• SELECTED EXCERPT:
╭──
According to the same survey the Jews owned the power plant, a barbershop, a candy factory and a dyeing workshop. In adjacent villages within the county, Luknik Jews owned two flour mills, a spinning mill, a sawmill and a wool combing workshop.
In 1937 ten Jewish craftsmen worked in the town: six tailors, two shoemakers, one hatter and one barber.
The local Jewish People's Bank (Folksbank) was the center of economic life in the town. In 1927 it had 91 members.
In 1939 there were twenty-two telephone subscribers in town, seven of them Jewish.
The Jewish children received their elementary education at the Hebrew school that was part of the Yavneh chain. The town had a library with Hebrew and Yiddish books.
The Hebrew Yavneh school |
Congress No. |
Year | Total Shkalim |
Total Votes | Labor Party
|
Revisionists | General Zionists
|
Grosmanists | Mizrakhi | ||||||
14 | 1925 | 30 | | | | | | | | | ||||
15 | 1927 | 13 | | | | | 11 | | | | ||||
16 | 1929 | 53 | 28 | | 16 | 1 | 9 | | | 2 | ||||
17 | 1931 | 21 | 16 | | 3 | 3 | 9 | | | 1 | ||||
18 | 1933 | | 48 | 24 | 8 | 9 | | | 7 | |||||
19 | 1935 | | 114 | 39 | | 32 | 7 | 11 | 25 | |||||
21 | 1939 | 28 | 14 | 5 | | | National Block 9 |
Zionist youth organizations included
Gordonia with about 30 members, Beitar,
and Maccabi with 32 members.
The religious life centered around the two Batei-Midrash; one of these was considered one of the most beautiful in Lithuania.
Among the rabbis who officiated in Luknik were:
Shemuel ben Yosef, who wrote an explanation of the book by the Vilna Gaon on Geometry and Algebra
Shelomoh-Zalman Zaksh (1814-1876)
Shelomoh-Nathan Kotler (1855-1945), was a rabbi in New York, in 1901 returned to Lithuania and officiated in Kurshan and Luknik. After World War I, he returned to America and was a rabbi in Detroit for seven years. Kotler emigrated to Eretz-Yisrael and settled in Jerusalem where he published several books on the Talmud. He died in Jerusalem.
╰──
• INFORMATION SUPPLIED:
╭──
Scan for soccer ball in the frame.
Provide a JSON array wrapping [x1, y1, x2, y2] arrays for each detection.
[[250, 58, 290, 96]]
╰──
• OBJECTIVES:
• A. According to the text on the Jews of Luknik, how many of the town's telephone subscribers in 1939 were Jewish?
• B. Proceed with the text on the Jews of Luknik, picking up after its final sentence.

• RESPONSES PER TASK:
• A. Seven of the twenty-two subscribers were Jewish.

• B.
Rabbi Shelomoh-Nathan Kotler |
Shelomoh Kravitsky, the last rabbi of the community, was murdered in the Holocaust.
In September 1934 a fire that lasted for 24 hours burned down 100 Jewish houses, both Batei-Midrash and the Hebrew School, wooden buildings which had dried out from the summer heat. Even with help from fire brigades from the nearby towns the local brigade failed to extinguish the blaze. Only six Jewish houses were left intact. Lithuanian Jewry mobilized aid for the victims of the fire and organized collections of money. Within a year the school and one Beth Midrash were rebuilt.
The new Beth Midrash |
Most of the Torah study and welfare societies that were common in the Lithuanian Jewish communities also existed in Luknik.
During World War II and afterwards
Following the annexation of Lithuania by the Soviet Union in summer 1940, the Jewish factories and most of the shops in Luknik were nationalized. All Zionist parties and youth organizations were disbanded and the Hebrew school was closed. At that time about 300 Jews remained.
When the German army invaded the Soviet Union on June 22, 1941, Luknik Jews escaped to the villages in the vicinity. About 25 families managed to escape to Russia, following the retreating Red Army. The Germans entered Luknik on the evening of June 25. The next day the Lithuanian nationalists took control of the town. The Jews returned home to find their houses had been entered and looted. Local Lithuanians abused their Jewish neighbors and took them away for forced labor. In particular they tortured the rabbi, Shelomoh Kravitsky. They cut off half his beard and forced him to run, soaking him with buckets with water.
A committee that the Lithuanians established to deal with the Jews, imposed a fine of 50,000 rubles on them. In order to insure that they would pay, the Lithuanians took three hostages, whom they released after the money was paid.
A few days later all the Jews were concentrated in the market square and from there they were led to the Gudiske estate, one kilometer east of the town. They were crowded into a barn and a local, not-very-bright carter was appointed as their guard. Every day Jews were taken out of the barn for different labor, such as burying the Russian soldiers who had died of untreated wounds, sweeping the streets and weeding. Many Lithuanians found it amusing to see their neighbors crawling on the ground and weeding.
Guards found that a family from a near village had a cushion covered with red cloth; the family was accused of intending to create a red flag from the cloth, and as a result they were cruelly beaten.
Jews were forbidden to talk to non-Jews. They could not receive any food or water; a guard was posted near the well to prevent the Jews from drawing water from it. The Jews were forced to take water from the nearby swamp. The Lithuanian auxiliary police threatened the young girls with death, then took them out of the camp at night and raped them.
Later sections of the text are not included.